§ Problema proposto 1: Liste as pessoas que, segundo o texto sobre a cremação do neto de Lula, chegaram ao cemitério antes do ex-presidente.

§ Texto do documento:
A presença minguada era resultado de um alinhamento do PT e
de apoiadores há muito tempo não vista no país. A licença constitucional
para deixar a cadeia para enterrar (nessa caso, cremar) um descendente
teve uma máxima extra a ser honrada pelo presidiário Luiz Inácio Da
Silva: o silêncio das massas.
Foi a cartada final dos advogados do petista para a Polícia Federal,
responsável pela prisão de Lula: o compromisso nacional do partido,
agremiações e simpatizantes de se manterem longe, e, em silêncio.
Até uma hora antes do início da cerimônia de cremação, excluindo
algumas manifestações pontuais, o pacto foi mantido. A cancela do
cemitério foi sendo liberada por comissões improvisadas com anuência dos
funcionários da empresa funerária. “Você quer entrar por quê? Conhece
quem? Não está com equipamento de gravação, né?”, perguntava um
porteiro, até a intervenção de uma professora da região: “pode deixar, é
pessoa simples, eleitor da vizinhança, vai respeitar o luto sem
manifestação nenhuma.”
Fernando Haddad,
o quase herdeiro político de Lula, foi o primeiro a chegar, perto das
oito da manhã. Discretamente, em carros com janelas escuras, vieram José Genoino, Arlindo Chinaglia e a ex-presidente Dilma Roussef.
Só às 11h, quando os helicópteros da Globo e da Polícia Federal
anunciaram a chegada do ex-presidente, a reunião difusa de pessoas tomou
forma de multidão. Os gritos de “Lula livre” e “Moro, a sua vez vai
chegar”, apertaram, o número de pessoas impedindo a passagem de carros
triplicou e reforços policiais começaram a entrar marchando pela porta
do Jardim da Colina e os civis não puderam entrar mais. Lula estava em
terra.
O ex-líder sindicalista de São Bernardo entrou pela porta dos fundos
do crematório, o mesmo onde se despediu de sua mulher, a ex-primeira
dama, Marisa Letícia da Silva, quase um ano antes de ser preso em
Curitiba. À sua espera, ao menos dez camburões da PF e uma barreira
policial que não permitia ninguém usar o acesso alternativo. Até a noite
anterior, assessores do Instituto Lula, do PT nacional e funcionários
do cemitério respondiam com as mesmas palavras ao pedido de confirmação:
não há informação nem da vinda de Lula, nem que seu neto seja velado e
cremado no local.

§ Materiais fornecidos:
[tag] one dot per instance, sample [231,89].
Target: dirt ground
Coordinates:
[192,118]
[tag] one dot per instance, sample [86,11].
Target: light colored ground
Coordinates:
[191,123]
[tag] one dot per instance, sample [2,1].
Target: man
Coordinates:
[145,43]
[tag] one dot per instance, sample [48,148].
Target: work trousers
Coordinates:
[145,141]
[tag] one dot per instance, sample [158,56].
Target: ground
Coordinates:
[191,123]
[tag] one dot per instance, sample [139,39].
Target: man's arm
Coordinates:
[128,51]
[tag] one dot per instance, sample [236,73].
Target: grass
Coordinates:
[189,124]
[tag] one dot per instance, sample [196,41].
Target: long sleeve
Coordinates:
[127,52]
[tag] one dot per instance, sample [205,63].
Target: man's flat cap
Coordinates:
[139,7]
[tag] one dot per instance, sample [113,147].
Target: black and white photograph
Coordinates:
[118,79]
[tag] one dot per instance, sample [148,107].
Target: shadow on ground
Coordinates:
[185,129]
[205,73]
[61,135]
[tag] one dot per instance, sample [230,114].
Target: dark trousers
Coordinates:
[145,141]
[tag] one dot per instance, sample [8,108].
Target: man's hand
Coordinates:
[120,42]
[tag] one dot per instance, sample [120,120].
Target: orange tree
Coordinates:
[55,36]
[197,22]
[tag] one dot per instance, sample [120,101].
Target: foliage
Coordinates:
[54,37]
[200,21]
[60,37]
---
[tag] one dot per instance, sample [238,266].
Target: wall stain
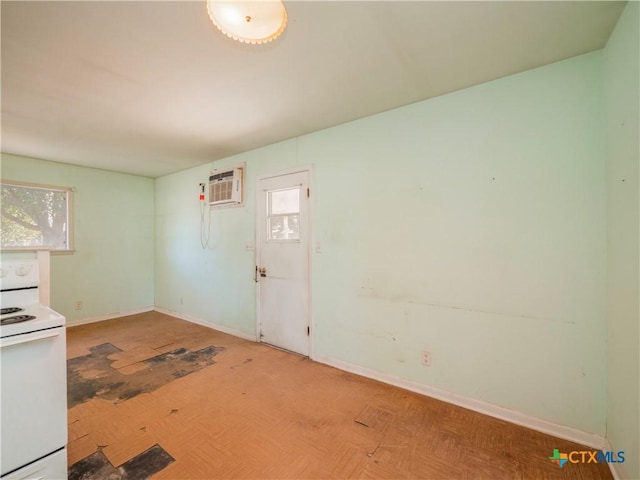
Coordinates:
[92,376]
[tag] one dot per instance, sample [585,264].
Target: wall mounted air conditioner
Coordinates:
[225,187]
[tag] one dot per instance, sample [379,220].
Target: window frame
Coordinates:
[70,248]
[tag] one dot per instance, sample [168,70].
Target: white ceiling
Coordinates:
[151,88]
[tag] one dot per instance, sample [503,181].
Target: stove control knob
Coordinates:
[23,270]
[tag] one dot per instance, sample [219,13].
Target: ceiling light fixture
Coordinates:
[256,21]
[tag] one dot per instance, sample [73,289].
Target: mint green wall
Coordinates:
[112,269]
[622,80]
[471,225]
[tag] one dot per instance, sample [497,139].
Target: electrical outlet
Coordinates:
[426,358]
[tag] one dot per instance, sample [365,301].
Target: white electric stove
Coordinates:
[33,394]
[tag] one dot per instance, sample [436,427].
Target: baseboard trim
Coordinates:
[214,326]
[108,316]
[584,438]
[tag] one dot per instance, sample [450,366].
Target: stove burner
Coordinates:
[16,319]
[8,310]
--
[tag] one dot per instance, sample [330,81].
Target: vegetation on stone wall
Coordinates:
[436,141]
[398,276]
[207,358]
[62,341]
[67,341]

§ Problema proposto 2: Extraia todas as linhas que contêm a palavra "white", diferenciando maiúsculas de minúsculas.

§ Solução desenvolvida 1:
Fernando Haddad
José Genoino
Arlindo Chinaglia
Dilma Roussef

§ Solução desenvolvida 2:
Target: black and white photograph
Target: white ceiling
Target: white electric stove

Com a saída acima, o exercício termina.